**Source document**
..........

Four of these nucleotide polymorphisms were spotted in the viral polymerase (C/T 2480, G/A 2633, and A/C 2771 in the terminal protein domain and T/G 843 in the RT domain); three were detected in the core region (T/C 1966, T/C 2125, and A/G 2200) and one in the X gene (G/C 1688). The latter is the only non-synonymous polymorphism, leading to the M/I 105 change in the transactivation domain of the X protein (HBx). In addition, polymorphisms in positions 1,688 and 2,771 affected regulatory elements of HBV replication.

It must be taken into account that, even though the sequences belonging to both clusters possess these distinctive eight polymorphisms, most of the sequences also include other nucleotide variations characteristic of each particular sample.

Biological characterization of subgenotype F1b clusters

In order to compare the biological characteristics of the subgenotype F1b clusters, samples closest phylogenetically to the consensus of the gtF1b Cosmopolitan and gtF1b Basal groups were selected for cloning and the replicative capacity, antigen expression levels and promoter activity of these clones was analyzed.

HBV replicative capacity differ between gtF1b Cosmopolitan and gtF1b Basal clones

To analyze the replication capacity of gtF1b Cosmopolitan and gtF1b Basal variants, three days’ post-transfection, cells and culture supernatants were harvested, and the levels of cccDNA, viral RNAs, intracellular HBV DNA, and secreted virion DNA were evaluated.

..........

(Collected data)
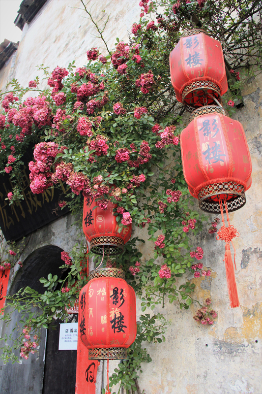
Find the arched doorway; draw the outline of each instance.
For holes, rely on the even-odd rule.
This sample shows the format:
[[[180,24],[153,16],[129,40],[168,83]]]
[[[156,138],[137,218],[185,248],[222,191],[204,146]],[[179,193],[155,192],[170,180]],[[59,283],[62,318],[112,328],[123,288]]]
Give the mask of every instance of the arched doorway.
[[[23,262],[12,284],[10,294],[14,294],[27,286],[39,293],[46,289],[39,282],[42,277],[61,275],[59,267],[63,262],[62,249],[50,245],[39,248]],[[21,319],[16,311],[7,327],[3,327],[2,336],[8,336]],[[15,332],[15,330],[14,331]],[[76,350],[58,351],[59,324],[56,330],[42,329],[39,352],[30,355],[22,363],[0,366],[0,392],[8,394],[74,394],[76,367]],[[18,354],[18,351],[17,351]]]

..........

**Exercises**
(a) In the passage on HBV subgenotype F1b clusters, what amino acid change results from the only non-synonymous polymorphism?
(b) Please continue the passage on HBV subgenotype F1b clusters, starting after its final sentence.

**Written responses**
(a) The M/I 105 change in the transactivation domain of the X protein (HBx).

(b)
No significant differences were observed in cccDNA levels between gtF1b Cosmopolitan and gtF1b Basal clones by either Southern blot or qPCR (Figures 3A,B). Conversely, marked differences were detected in HBV RNA levels between both variants. The gtF1b Basal clone showed significantly lower levels of the 3.5 Kb Precore and pgRNA, and the 2.4/2.1 Kb preS/S RNAs, compared to the gtF1b Cosmopolitan clone (p < 0.0001; Figures 3C,D). Remarkably, the uneven RNA levels between both variants were not reflected in the intracellular HBV DNA levels, since no significant differences were observed between the gtF1b variants (Figure 3E), while extracellularly, the gtF1b Basal clone had significantly higher levels of HBV DNA in relation to the gtF1b Cosmopolitan clone (p < 0.0001; Figure 3F). Similar findings were also detected when these clones were transfected in HepG2 cells, although, as previously reported in several studies, viral load was substantially lower in HepG2 cells than in Huh7 cells (Supplementary Figure 2).

FIGURE 3

Figure 3. Analysis of HBV replicative capacity between gtF1b Cosmopolitan and gtF1b Basal variants. HuH-7 cells were transfected with linear full-length HBV genomes of gtF1b Cosmopolitan and gtF1b Basal variants and three days’ post-transfection cells and supernatants were harvested. (A) DNA was isolated after Hirt extraction and subjected to Southern blot analysis. (B) Total DNA was extracted, treated with T5 exonuclease to remove non-supercoiled dsDNA, and cccDNA levels were assessed by qPCR. Results were normalized to mitochondrial DNA. (C) Total RNA was extracted, and HBV RNA was detected by Northern blot. GAPDH RNA served as loading control. (D) Relative intensity of the Precore/pgRNA band was quantified using ImageJ software. (E) Cytoplasmic DNA was extracted HBV DNA replicative intermediates were assessed by Southern blot. (F) Extracellular HBV DNA was quantified by qPCR. PF-rcDNA: protein free HBV relaxed circular DNA; PF-dslDNA: protein free HBV double-stranded linear DNA. rcDNA: HBV relaxed circular DNA; dsLDNA: HBV double-stranded linear DNA; SS: HBV single-stranded DNA. Shown values represent the mean ± standard deviation of three independent experiments. ***p < 0.0001; **p < 0.005; ns: no statistical differences.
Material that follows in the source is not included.